TAREFAS >>
[A] Reescreva em forma de lista o parágrafo da crítica de ‘A Substância’ que começa com "A premissa de ‘A Substância’", mantendo seus fatos principais.
[B] Prossiga a crítica de ‘A Substância’ a partir da última frase apresentada.

TEXTO >>
Garçom! Me vê uma Substância em lata 

Gustô Alves comenta o ilustre filme de comédia ‘A Substância’

Se você veio aqui em busca de uma crítica sensível e inteligente sobre o filme ‘A Substância’, sinto dizer que vai se decepcionar – não tenho nada muito sensível nem particularmente inteligente a dizer. Para algo mais profissional, recomendo ligar para a equipe da Isabela Boscov.

A premissa de ‘A Substância’ não traz exatamente uma ideia nova; até o cenário brasileiro tem uma série nessa mesma linha chamada ‘A Fórmula’, e essa coincidência gerou um burburinho meio sem sentido na internet. Talvez Nicolas Avansini já tenha abordado essa relação em um dos vídeos do quadro “Existe esse filme no Brasil”, mas é importante lembrar que a ideia por trás do longa é bem comum – tão atemporal que até Heródoto escrevia sobre a famosa “fonte da juventude”.

Luisa Arraes e Drica Moraes em 'A Fórmula'
pode entrar Demi Moore e Maggie Qualley | Foto: Divulgação/Globo

Na minha concepção – que, convenhamos, é a única que importa – ‘A Substância’ não chega a ser um filme de terror. O body horror pode até aparecer de vez em quando, mas se eu fosse categorizar essa obra, seria como NOJENTA. Que coisa NOJENTA.

A transformação, as costas se abrindo, o fluido estabilizador… tudo isso, para mim, é fichinha – assisti de sorriso aberto. Eu mesmo já escrevi coisas mais absurdas que o Monstro Elisasue. Nada de novo sob o sol para mim. O verdadeiro nojo que sinto em relação ao filme? Os homens.

Uma sequência de registros >>
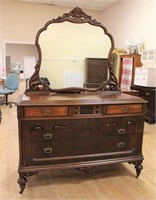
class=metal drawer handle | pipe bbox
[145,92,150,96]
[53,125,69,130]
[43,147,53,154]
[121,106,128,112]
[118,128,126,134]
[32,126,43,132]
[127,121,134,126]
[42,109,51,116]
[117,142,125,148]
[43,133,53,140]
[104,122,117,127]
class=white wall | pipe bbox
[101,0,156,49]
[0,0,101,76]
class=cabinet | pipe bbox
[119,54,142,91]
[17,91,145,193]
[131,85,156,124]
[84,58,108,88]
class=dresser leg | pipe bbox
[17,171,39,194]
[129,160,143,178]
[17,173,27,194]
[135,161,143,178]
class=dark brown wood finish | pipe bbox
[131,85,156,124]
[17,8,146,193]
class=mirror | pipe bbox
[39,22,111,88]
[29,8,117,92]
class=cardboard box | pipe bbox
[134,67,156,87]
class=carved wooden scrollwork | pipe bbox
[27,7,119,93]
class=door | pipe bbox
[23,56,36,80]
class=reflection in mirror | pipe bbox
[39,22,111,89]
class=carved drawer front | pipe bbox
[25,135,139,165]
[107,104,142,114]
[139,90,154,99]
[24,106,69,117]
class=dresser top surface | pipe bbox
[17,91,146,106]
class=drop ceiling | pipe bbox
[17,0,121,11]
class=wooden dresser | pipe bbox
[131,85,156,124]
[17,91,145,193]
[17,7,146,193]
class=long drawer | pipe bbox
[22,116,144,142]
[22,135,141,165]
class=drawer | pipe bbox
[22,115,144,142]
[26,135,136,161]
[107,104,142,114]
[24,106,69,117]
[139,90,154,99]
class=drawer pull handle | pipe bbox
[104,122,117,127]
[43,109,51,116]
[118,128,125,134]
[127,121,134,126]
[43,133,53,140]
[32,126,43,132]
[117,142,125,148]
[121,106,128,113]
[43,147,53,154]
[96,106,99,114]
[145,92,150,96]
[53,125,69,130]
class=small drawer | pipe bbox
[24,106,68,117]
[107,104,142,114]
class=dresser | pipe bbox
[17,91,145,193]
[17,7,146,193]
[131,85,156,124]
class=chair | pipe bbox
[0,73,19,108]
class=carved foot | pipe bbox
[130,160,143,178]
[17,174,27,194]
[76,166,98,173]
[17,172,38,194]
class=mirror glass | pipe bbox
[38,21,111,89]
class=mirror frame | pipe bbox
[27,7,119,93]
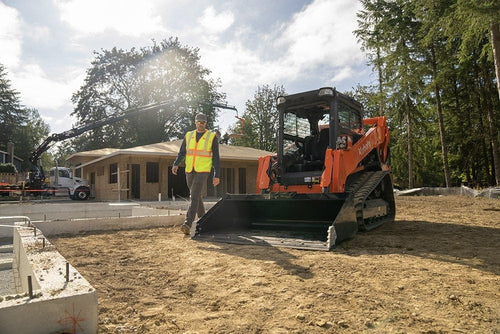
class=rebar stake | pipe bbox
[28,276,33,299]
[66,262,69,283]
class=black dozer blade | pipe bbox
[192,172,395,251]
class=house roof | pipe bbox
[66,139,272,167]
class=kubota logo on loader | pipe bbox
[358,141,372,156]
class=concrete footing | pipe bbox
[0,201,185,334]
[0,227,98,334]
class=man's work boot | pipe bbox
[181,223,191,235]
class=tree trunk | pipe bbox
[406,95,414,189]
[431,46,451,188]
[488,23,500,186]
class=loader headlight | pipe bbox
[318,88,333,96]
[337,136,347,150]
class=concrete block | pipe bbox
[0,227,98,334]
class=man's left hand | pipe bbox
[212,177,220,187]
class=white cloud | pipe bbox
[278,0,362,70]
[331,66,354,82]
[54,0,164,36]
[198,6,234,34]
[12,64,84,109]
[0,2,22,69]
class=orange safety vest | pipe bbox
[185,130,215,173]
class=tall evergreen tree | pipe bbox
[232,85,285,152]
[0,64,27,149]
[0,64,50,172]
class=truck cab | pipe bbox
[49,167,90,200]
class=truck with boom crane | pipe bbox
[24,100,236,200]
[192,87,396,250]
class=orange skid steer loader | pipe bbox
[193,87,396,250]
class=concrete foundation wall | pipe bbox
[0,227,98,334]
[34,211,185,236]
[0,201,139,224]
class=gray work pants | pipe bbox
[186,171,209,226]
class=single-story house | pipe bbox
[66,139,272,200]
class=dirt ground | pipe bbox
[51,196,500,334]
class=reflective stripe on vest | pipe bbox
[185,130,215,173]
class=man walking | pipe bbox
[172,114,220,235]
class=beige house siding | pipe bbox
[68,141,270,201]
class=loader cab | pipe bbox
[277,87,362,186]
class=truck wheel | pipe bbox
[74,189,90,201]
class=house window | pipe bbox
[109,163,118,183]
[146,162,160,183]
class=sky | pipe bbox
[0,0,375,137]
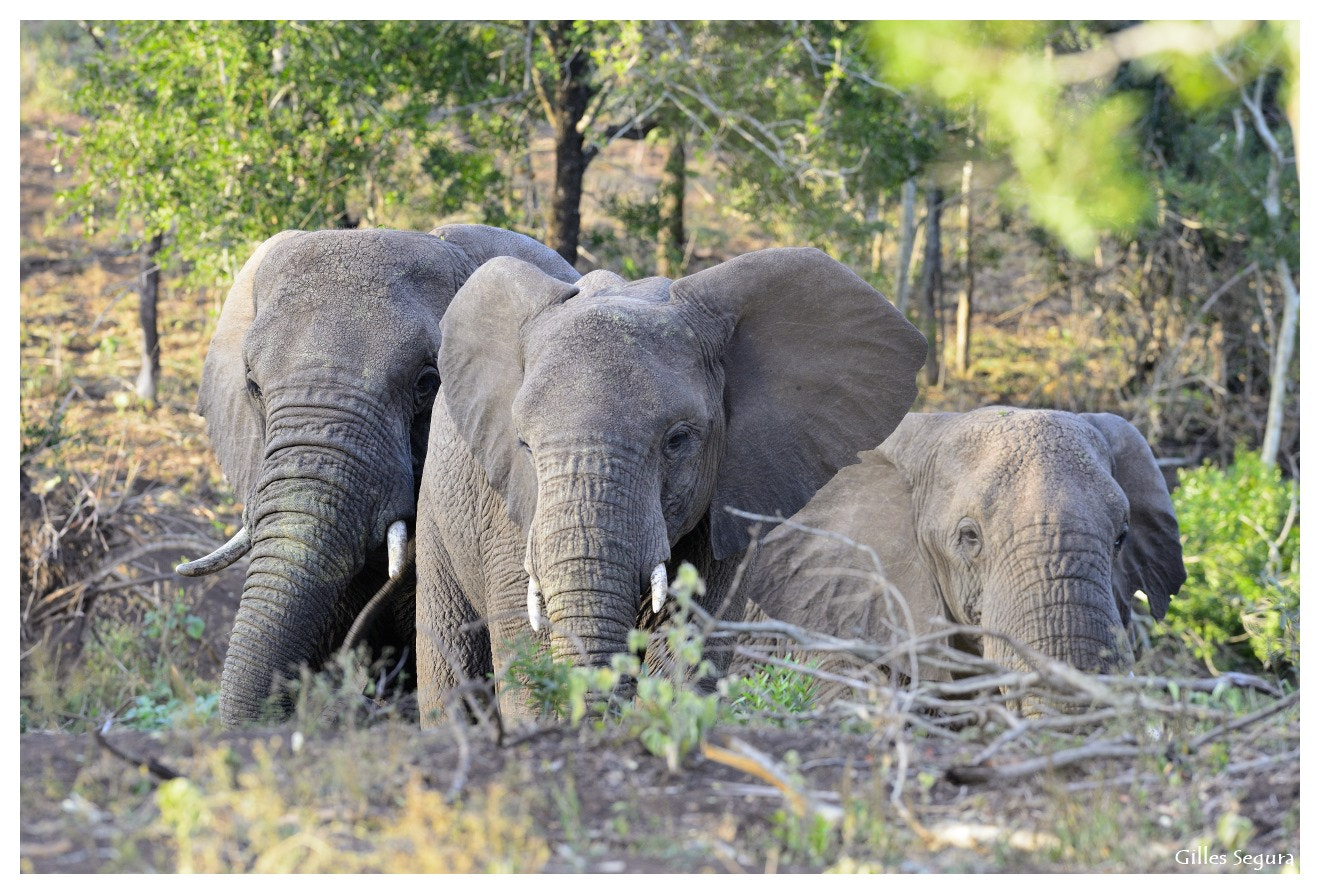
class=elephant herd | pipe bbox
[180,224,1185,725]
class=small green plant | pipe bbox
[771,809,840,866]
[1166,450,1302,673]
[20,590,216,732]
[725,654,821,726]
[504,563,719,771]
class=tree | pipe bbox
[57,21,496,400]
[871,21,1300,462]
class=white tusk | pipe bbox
--
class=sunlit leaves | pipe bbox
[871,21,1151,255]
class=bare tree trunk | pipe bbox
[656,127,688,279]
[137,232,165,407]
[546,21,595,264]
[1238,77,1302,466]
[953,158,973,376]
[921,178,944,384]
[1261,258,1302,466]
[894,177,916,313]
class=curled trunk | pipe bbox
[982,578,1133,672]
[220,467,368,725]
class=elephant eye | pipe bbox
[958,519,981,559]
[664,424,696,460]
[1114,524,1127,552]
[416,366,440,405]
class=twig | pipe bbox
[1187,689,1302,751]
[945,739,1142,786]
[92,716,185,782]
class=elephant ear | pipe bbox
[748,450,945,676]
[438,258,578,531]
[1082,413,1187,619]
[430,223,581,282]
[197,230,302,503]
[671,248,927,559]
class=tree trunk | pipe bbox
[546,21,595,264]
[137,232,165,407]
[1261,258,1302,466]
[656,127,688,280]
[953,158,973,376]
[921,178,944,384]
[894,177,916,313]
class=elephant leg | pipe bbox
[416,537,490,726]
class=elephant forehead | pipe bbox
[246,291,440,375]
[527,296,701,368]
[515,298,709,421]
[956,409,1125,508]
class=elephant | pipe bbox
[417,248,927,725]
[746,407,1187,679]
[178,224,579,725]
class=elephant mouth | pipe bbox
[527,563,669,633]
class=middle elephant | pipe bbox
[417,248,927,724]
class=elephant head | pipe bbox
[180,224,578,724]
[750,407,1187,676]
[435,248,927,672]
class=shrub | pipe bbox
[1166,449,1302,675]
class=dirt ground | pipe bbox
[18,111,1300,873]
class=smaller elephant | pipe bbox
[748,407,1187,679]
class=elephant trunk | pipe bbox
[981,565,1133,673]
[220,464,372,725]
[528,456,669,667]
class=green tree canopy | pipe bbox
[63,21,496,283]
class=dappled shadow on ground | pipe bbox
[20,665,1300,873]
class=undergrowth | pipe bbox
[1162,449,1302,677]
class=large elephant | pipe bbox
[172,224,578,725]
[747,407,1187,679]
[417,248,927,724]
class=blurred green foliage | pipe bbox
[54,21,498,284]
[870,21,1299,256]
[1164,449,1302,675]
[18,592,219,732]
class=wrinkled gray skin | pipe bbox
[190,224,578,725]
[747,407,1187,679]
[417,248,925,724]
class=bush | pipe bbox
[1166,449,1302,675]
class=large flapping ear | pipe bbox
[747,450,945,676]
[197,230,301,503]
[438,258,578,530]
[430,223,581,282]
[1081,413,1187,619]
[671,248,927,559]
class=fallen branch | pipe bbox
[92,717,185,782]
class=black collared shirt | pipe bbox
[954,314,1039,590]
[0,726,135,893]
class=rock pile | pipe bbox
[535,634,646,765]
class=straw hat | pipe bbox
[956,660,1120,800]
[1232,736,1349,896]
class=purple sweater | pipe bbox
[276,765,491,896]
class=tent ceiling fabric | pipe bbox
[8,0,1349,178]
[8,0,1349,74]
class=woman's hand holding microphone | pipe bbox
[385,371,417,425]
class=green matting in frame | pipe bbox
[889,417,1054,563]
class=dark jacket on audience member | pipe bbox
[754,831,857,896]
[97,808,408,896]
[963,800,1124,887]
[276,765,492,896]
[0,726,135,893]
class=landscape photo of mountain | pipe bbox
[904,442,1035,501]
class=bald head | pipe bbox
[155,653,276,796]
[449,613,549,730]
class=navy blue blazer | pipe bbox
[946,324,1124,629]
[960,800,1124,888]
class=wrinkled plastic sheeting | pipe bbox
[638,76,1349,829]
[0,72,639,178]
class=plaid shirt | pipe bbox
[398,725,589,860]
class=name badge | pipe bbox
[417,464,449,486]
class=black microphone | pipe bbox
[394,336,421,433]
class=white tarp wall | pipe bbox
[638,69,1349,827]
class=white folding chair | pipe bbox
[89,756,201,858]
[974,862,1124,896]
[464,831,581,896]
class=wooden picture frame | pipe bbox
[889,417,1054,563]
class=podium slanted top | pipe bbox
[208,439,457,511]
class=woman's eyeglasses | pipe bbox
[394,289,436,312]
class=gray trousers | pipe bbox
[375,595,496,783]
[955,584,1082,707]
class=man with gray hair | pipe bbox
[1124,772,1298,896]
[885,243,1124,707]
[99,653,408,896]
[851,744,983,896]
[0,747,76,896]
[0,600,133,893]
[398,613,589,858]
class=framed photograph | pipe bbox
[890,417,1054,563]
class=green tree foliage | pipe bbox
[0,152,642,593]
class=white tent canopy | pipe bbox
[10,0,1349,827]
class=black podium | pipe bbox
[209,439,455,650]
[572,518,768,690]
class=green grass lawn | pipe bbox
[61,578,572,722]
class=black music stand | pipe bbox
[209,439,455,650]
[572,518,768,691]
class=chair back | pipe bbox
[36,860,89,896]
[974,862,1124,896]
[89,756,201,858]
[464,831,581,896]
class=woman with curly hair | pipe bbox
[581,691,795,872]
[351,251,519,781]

RESPOSTAS POR TAREFA >>
[A]
- A premissa de ‘A Substância’ não é uma ideia nova.
- No Brasil existe uma série na mesma linha, ‘A Fórmula’, e essa coincidência gerou um burburinho meio sem sentido na internet.
- Talvez Nicolas Avansini já tenha abordado essa relação no quadro “Existe esse filme no Brasil”.
- A ideia do longa é bem comum e atemporal: até Heródoto escrevia sobre a “fonte da juventude”.

[B]
E não estou tentando ser feminista nem nada, nem levantar questões de etarismo ou expectativas sobre o corpo feminino. Já disse: nada muito inteligente vai sair da minha cabeça aqui. Os homens são só intrinsecamente nojentos. Aquela cena do velho energúmeno comendo camarão no começo do filme me fez GORFAR.

3 tweets que dizem "terminei a susbtância e eu posso afirmar com muita tranquilidade que a cena do camarão é muito mais nojenta do que a maioria das cenas de gore", "nenhum gore de a substância chega perto da cena do velho comendo camarão, aquilo ali consegue me dar mais nojo do que o final do filme", de todas as coisas mais nojentas do filme a substância, aquele homem comendo camarão foi a pior delas"
bom saber que o público tá comigo nessa | Imagem: X

Apesar de nojentos, os verdadeiros vilões de ‘A Substância’ não são só os homens (temos três que importam e um com uma bunda bonita). O filme se dá ao luxo de criar um verdadeiro triunvirato de antagonistas. Vamos falar sobre isso – pegue sua Substância™ geladinha e fique à vontade.

O Telespectador

É isso mesmo: se você acha que saiu ileso e sem responsabilidade nenhuma do cinema, você é um otário! Nós, que assistimos inocentemente ao filme com um balde de pipoca no colo e uma Coca Zero na mão, somos o primeiro vilão.

O público é quem solta um “pô, agora sim” quando Sue (Margaret Qualley) aparece no espelho coberta de gosma amniótica, depois de ARREBENTAR as costas de Elisabeth Sparkle (Demi Moore), o seu corpo original de 50 anos.

É o público que fica com os olhos vidrados na tela ao ver a Sue naquele único collant que ela usa. A filmagem do programa da Sue, os closes ridiculamente sensuais jogados na nossa cara – os seios, a bunda, os quadris; tudo isso é uma armadilha. Não me leve a mal; como homem gay, eu seria o último a sentir atração por um corpo feminino, mas não posso negar que pensei: “Uau, que diva gostosa”.

O antagonismo que é colocado no nosso colo é o tapa na cara que a obra nos dá.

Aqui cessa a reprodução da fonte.